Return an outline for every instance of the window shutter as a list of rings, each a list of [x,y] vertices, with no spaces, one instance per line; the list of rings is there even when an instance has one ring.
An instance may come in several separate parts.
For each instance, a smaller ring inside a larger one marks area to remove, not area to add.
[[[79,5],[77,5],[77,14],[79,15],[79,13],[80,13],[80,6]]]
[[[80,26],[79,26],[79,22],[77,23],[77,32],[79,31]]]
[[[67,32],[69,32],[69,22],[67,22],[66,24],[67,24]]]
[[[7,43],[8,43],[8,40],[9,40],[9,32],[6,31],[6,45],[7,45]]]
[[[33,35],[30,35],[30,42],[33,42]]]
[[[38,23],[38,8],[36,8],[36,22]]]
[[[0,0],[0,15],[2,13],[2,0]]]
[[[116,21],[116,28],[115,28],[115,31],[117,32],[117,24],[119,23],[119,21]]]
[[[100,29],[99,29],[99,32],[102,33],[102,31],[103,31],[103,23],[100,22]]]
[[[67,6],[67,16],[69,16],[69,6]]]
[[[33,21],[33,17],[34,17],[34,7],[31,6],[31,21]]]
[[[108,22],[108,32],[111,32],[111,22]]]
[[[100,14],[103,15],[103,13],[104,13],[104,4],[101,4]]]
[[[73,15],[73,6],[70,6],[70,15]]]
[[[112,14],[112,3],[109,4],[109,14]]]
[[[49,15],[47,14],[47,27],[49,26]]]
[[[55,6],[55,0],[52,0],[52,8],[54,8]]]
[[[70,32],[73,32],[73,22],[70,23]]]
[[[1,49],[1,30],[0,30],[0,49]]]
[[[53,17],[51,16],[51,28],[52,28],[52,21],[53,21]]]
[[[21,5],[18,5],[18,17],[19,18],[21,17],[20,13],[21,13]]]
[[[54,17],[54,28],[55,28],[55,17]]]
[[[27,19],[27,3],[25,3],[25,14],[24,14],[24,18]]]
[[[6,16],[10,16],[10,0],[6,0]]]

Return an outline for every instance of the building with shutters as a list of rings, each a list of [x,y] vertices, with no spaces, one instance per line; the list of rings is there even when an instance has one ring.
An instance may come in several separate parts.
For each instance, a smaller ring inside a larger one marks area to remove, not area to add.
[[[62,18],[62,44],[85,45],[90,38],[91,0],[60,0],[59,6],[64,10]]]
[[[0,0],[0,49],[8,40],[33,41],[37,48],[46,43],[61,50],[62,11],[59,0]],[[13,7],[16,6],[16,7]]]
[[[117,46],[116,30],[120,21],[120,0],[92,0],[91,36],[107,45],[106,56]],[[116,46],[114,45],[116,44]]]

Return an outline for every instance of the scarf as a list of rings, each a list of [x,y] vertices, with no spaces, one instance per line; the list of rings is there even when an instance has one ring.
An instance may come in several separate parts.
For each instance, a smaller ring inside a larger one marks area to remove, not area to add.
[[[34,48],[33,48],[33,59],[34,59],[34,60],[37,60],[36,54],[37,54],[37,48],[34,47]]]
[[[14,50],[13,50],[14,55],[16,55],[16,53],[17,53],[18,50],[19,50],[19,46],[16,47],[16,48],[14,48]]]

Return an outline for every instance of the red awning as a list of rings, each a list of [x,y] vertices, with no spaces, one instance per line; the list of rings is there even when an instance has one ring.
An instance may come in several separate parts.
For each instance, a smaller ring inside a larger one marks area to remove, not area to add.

__________

**OBJECTIVE**
Copy out the entire listing above again, line for line, with nothing changed.

**RESULT**
Return an outline for every instance of the window shutter as a list of rings, each a list of [x,y] vertices, with no spaces, one instance per line; the list of rings is there even when an instance has one ring.
An instance may come in several separate parts.
For each instance, a smaller ring inside a larger one marks area to remove, not area to add.
[[[79,5],[77,5],[77,14],[79,15],[79,13],[80,13],[80,6]]]
[[[80,26],[79,26],[79,22],[77,23],[77,32],[79,31]]]
[[[67,32],[69,32],[69,22],[67,22],[66,24],[67,24]]]
[[[7,43],[8,43],[8,40],[9,40],[9,32],[6,31],[6,45],[7,45]]]
[[[33,35],[30,35],[30,42],[33,42]]]
[[[38,23],[38,8],[36,8],[36,22]]]
[[[0,0],[0,15],[2,13],[2,0]]]
[[[116,21],[116,28],[115,28],[115,31],[117,32],[117,24],[119,23],[119,21]]]
[[[100,29],[99,29],[99,32],[102,33],[102,31],[103,31],[103,23],[100,22]]]
[[[67,6],[67,16],[69,16],[69,6]]]
[[[33,21],[33,17],[34,17],[34,7],[31,6],[31,21]]]
[[[108,22],[108,32],[111,32],[111,22]]]
[[[100,14],[103,15],[103,13],[104,13],[104,4],[101,4]]]
[[[73,15],[73,6],[70,6],[70,15]]]
[[[112,14],[112,3],[109,4],[109,14]]]
[[[49,15],[47,14],[47,27],[49,26]]]
[[[55,6],[55,0],[52,0],[52,8],[54,8]]]
[[[70,32],[73,32],[73,22],[70,23]]]
[[[1,49],[1,30],[0,30],[0,49]]]
[[[53,17],[51,16],[51,28],[52,28],[52,21],[53,21]]]
[[[21,5],[18,5],[18,17],[19,18],[21,17],[20,13],[21,13]]]
[[[54,17],[54,28],[55,28],[55,17]]]
[[[27,19],[27,3],[25,3],[25,14],[24,14],[24,18]]]
[[[6,16],[10,16],[10,0],[6,0]]]

Return an outline for every instance of the building with shutters as a list of rings, each a list of [x,y] vertices, with no spaces, one instance per line; the list of rings is there even when an instance has one ring.
An instance may come in several separate parts.
For each instance, a smaller ring inside a larger one marks area to remove, not area to add.
[[[62,18],[62,44],[85,45],[90,38],[91,0],[60,0],[59,6],[64,10]]]
[[[0,0],[0,49],[8,40],[33,41],[37,48],[46,43],[61,50],[62,11],[59,0]],[[13,7],[16,6],[16,7]]]
[[[117,46],[116,30],[120,21],[120,0],[92,0],[91,36],[107,45],[106,56]],[[116,46],[114,45],[116,44]]]

Return an outline for every instance of the scarf as a list of rings, each a list of [x,y] vertices, with no spaces, one instance per line; the list of rings is there even when an instance has one ring.
An instance may come in several separate parts.
For each instance, a smaller ring inside a larger one marks area to remove, not area to add.
[[[34,48],[33,48],[33,59],[34,59],[34,60],[37,60],[36,54],[37,54],[37,48],[34,47]]]
[[[14,50],[13,50],[14,55],[16,55],[16,53],[17,53],[18,50],[19,50],[19,46],[16,47],[16,48],[14,48]]]

Return an outline for every instance of the red awning as a list of rings, each a list of [x,y] vertices, with no spaces, one instance per line; the list of rings is there even when an instance has one ring.
An instance may come in several separate parts.
For each instance, a smaller ring inside a larger one marks area to remove, not area to add.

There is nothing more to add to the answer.